[Records from a dataset]

========================

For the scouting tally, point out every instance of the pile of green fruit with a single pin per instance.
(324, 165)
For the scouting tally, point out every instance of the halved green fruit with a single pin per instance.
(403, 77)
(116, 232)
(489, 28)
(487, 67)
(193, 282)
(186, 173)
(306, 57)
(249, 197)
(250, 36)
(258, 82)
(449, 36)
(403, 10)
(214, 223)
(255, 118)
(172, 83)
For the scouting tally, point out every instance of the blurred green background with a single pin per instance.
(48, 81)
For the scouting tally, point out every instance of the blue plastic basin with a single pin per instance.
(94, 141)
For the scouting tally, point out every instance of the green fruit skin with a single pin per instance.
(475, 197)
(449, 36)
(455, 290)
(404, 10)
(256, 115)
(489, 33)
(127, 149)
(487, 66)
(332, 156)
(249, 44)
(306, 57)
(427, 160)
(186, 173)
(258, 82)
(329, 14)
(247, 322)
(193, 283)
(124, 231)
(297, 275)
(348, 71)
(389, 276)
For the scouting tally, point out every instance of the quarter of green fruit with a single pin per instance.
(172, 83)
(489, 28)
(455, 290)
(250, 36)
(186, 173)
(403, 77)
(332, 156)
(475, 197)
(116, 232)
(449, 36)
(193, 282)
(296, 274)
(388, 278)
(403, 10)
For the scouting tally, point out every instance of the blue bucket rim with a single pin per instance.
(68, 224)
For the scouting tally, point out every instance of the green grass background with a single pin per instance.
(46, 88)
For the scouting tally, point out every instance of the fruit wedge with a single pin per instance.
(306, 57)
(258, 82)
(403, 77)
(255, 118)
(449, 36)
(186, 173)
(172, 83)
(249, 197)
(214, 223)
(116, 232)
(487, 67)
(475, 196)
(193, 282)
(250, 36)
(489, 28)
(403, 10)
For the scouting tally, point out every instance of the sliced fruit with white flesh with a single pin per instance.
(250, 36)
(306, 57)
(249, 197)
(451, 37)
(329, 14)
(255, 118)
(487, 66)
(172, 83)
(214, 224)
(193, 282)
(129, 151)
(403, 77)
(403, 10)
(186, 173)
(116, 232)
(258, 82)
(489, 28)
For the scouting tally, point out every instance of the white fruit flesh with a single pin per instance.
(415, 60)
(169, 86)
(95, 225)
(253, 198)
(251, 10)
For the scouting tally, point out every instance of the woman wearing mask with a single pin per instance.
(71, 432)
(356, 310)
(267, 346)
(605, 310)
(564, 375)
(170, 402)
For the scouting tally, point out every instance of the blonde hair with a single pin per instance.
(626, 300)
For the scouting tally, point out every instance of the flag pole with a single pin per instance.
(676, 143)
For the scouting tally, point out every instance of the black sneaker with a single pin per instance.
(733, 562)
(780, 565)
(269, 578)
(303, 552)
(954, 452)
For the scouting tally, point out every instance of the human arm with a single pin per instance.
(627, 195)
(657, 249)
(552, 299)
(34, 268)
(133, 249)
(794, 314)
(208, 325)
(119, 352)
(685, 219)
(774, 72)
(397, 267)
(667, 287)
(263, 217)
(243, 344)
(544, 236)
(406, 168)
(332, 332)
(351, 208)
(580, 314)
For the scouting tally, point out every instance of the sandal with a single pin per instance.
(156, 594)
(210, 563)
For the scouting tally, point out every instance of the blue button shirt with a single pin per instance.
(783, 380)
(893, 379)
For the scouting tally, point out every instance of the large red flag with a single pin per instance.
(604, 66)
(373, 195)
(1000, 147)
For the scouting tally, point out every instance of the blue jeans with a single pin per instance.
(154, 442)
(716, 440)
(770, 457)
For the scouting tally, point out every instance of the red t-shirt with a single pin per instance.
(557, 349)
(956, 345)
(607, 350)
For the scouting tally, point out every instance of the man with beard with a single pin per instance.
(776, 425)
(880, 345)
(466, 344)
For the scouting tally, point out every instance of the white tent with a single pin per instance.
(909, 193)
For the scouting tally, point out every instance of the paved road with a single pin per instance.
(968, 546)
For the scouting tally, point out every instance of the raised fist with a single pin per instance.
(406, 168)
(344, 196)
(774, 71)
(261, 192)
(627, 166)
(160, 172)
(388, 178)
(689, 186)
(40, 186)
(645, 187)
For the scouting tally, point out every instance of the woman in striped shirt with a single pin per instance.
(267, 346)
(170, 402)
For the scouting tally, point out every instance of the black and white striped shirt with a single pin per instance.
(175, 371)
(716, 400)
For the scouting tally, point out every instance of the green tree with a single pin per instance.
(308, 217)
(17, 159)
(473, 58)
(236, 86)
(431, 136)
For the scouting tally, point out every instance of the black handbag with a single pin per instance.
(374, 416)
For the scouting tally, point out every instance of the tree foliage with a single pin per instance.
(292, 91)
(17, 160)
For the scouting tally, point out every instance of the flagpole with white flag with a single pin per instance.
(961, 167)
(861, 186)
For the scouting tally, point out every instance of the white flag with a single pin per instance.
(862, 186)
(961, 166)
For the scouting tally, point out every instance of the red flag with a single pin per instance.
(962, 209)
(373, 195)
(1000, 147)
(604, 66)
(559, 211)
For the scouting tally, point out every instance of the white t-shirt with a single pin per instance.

========================

◆ Task requirements
Each record above should be output again exactly.

◆ Exercise result
For the scouting tally, point out every instance of the pile of green fruit with a single pin per instance.
(324, 165)
For the scouting tally, point out every instance of the halved green fruit with a single pin per instance.
(403, 77)
(116, 232)
(489, 28)
(487, 67)
(193, 282)
(186, 173)
(306, 57)
(249, 197)
(250, 36)
(258, 82)
(449, 36)
(403, 10)
(214, 223)
(255, 118)
(172, 83)
For the scouting tally, point out every instance of the blurred green background with a single pin per instance.
(48, 81)
For the scouting tally, point out every instance of the blue plastic basin with a single pin per instance.
(94, 141)
For the scouting tally, point out every instance of the green fruit skin with a single pin per instance.
(475, 197)
(449, 36)
(455, 290)
(404, 10)
(256, 115)
(489, 33)
(127, 149)
(487, 66)
(332, 156)
(249, 44)
(306, 57)
(427, 160)
(186, 173)
(258, 82)
(329, 14)
(247, 322)
(193, 283)
(124, 231)
(297, 275)
(348, 71)
(389, 276)
For the scouting tally, point out every instance of the quarter of green fruit with a single pin per instance.
(172, 83)
(489, 28)
(455, 290)
(250, 36)
(186, 173)
(403, 77)
(332, 156)
(475, 197)
(116, 232)
(449, 36)
(193, 282)
(296, 274)
(388, 278)
(403, 10)
For the scouting tally, point out every instance of the blue bucket rim with a single pin per instance.
(68, 224)
For the scouting tally, point out every instance of the green grass background with a single pin per instance.
(46, 88)
For the scouting tally, point out every instance of the fruit wedge with a single pin per instance.
(306, 57)
(258, 82)
(403, 77)
(255, 118)
(449, 36)
(186, 173)
(172, 83)
(249, 197)
(214, 223)
(116, 232)
(487, 67)
(475, 196)
(193, 282)
(250, 36)
(489, 28)
(403, 10)
For the scouting tally, point out every instance of the sliced fruit with white flesh with a single pin per instance.
(250, 36)
(306, 57)
(249, 197)
(451, 37)
(329, 14)
(255, 118)
(487, 66)
(172, 83)
(214, 224)
(193, 282)
(129, 151)
(403, 77)
(403, 10)
(186, 173)
(116, 232)
(258, 82)
(489, 28)
For the scouting tally, point out every instance of the white fruit flesh with a single pin per instance.
(415, 60)
(169, 86)
(95, 225)
(253, 198)
(251, 10)
For the scouting tally, point out every instance of the woman wearing mask with a single pin per instance.
(71, 432)
(356, 310)
(267, 346)
(605, 310)
(564, 375)
(170, 402)
For the scouting tally, point out every instance of the blonde hair with a single pin per instance.
(626, 300)
For the scouting tally, point out every instance of the flag pole with a single pin per instance.
(676, 143)
For the scouting tally, point out every instance of the black sneaker with a single pin per instance.
(733, 562)
(780, 565)
(269, 578)
(303, 552)
(954, 452)
For the scouting tally, point out every instance of the human arm with a single pin per instance.
(627, 195)
(657, 249)
(552, 299)
(34, 268)
(133, 249)
(794, 314)
(208, 325)
(119, 352)
(685, 219)
(774, 72)
(397, 267)
(667, 287)
(263, 217)
(243, 344)
(544, 236)
(406, 168)
(332, 332)
(351, 208)
(580, 314)
For the scouting tally, point out every instance of the sandal with a single pin per instance.
(156, 594)
(210, 563)
For the scouting tally, point out every instance of the blue button shirt with a single pin per instance.
(783, 380)
(893, 379)
For the scouting tally, point out every instance of the large red flag with a single pin per instance.
(604, 66)
(373, 195)
(1000, 147)
For the scouting tally, point out every instance of the blue jeans with a single pin per instance.
(154, 442)
(716, 440)
(770, 457)
For the scouting tally, point out every instance of the red t-shirt with a single pin per instance.
(557, 349)
(956, 345)
(607, 350)
For the scouting tally, point out every instance of the man with beard with a single pin per instance.
(776, 425)
(880, 345)
(466, 344)
For the scouting tally, point out every instance of the white tent with a single pin per instance.
(909, 193)
For the scouting tally, point out every instance of the paved road with a single pin per instance.
(968, 546)
For the scouting tally, point out every instance of the raised fist with a single pin per instance.
(406, 168)
(344, 196)
(774, 71)
(261, 192)
(627, 166)
(160, 172)
(388, 178)
(689, 186)
(40, 186)
(645, 187)
For the scouting tally, point out every instance of the woman in striped shirt with a single pin per instance.
(267, 346)
(170, 402)
For the scouting tally, point out every instance of the black and white striped shirt with a single pin per instance.
(175, 371)
(716, 400)
For the scouting tally, point out every instance of the green tree with a single pin per instance.
(308, 217)
(17, 159)
(473, 58)
(236, 86)
(431, 136)
For the scouting tally, point out every instance of the black handbag with a single pin per instance.
(374, 416)
For the scouting tally, point out every instance of the tree foliage with a single pin per instance.
(292, 91)
(17, 160)
For the scouting tally, point out every instance of the flagpole with white flag with a single pin per instance.
(961, 167)
(861, 186)
For the scouting tally, point out every instance of the white flag with a single pin per instance.
(862, 186)
(961, 166)
For the scouting tally, point out every instance of the red flag with a single pin per instance.
(962, 209)
(373, 195)
(1000, 147)
(604, 66)
(559, 211)
For the scouting tally, point out every instance of the white t-shirt with a single pin per instance.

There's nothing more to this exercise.